What this task involves.
Starting at the line with "# test: identify the utility" in it, reproduce each line below through the last one, exactly, and include nothing else.

══ Data for this exercise

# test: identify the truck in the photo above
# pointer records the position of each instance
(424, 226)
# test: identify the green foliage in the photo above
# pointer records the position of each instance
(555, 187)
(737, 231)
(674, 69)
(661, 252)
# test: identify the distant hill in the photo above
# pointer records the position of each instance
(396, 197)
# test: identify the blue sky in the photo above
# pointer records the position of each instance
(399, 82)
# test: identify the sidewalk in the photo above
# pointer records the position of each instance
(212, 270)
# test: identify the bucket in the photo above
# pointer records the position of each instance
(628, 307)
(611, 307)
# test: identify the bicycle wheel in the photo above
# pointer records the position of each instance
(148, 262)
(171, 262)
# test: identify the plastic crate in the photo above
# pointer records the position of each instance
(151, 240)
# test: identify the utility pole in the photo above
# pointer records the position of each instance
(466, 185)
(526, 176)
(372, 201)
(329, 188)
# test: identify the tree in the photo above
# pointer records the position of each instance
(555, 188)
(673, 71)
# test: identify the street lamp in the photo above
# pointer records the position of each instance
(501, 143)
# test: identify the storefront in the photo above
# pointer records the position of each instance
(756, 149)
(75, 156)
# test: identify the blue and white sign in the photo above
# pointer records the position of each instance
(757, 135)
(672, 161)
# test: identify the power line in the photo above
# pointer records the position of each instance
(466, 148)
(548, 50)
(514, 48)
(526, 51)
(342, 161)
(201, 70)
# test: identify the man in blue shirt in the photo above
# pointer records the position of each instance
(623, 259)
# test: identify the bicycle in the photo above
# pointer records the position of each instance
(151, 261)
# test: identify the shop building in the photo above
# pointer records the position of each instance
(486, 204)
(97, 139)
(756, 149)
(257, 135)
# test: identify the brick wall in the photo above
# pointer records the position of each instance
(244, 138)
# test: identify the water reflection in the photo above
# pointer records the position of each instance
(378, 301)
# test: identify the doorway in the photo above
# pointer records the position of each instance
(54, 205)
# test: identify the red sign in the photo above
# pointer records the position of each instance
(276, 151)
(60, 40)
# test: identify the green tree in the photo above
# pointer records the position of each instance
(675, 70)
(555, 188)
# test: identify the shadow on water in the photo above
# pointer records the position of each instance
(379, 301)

════

Final answer.
# test: identify the utility pole in the photo above
# pointer records the position of each instance
(466, 185)
(526, 176)
(372, 201)
(329, 188)
# test: identify the tree in the photo above
# pointer records the position of each instance
(555, 188)
(673, 71)
# test: identify the street lamp in the photo above
# pointer records the position of each instance
(501, 143)
# test: identify the storefront in the photo above
# pointer records the position of each instance
(756, 149)
(75, 156)
# test: identify the blue and white sign in the photo above
# pointer records the position of each instance
(757, 135)
(672, 161)
# test: identify the power line in the photo above
# pointer records the position of each instance
(466, 148)
(548, 50)
(514, 48)
(526, 51)
(342, 161)
(201, 70)
# test: identify the man in blue shirt in the photo above
# pointer records the position of each instance
(623, 259)
# test: identify the bicycle in the photo above
# pointer records the position of each instance
(151, 261)
# test: identify the shop building in the photo above
# pointer records the position of each instance
(486, 204)
(97, 139)
(756, 149)
(257, 135)
# test: identify the brick wall in the photo above
# pointer records the position of each instance
(244, 138)
# test: identify the water reflection in the photo above
# pointer records the position of each instance
(378, 301)
# test: identify the doorway in the photo above
# pointer records the position of each instance
(54, 205)
# test: identify the red sign in the photo above
# pointer records the position of each instance
(276, 151)
(60, 40)
# test: identify the green tree in the photo above
# pointer records the position of each instance
(675, 70)
(555, 188)
# test: identify the shadow on water in the photo above
# pointer records the position of each instance
(379, 301)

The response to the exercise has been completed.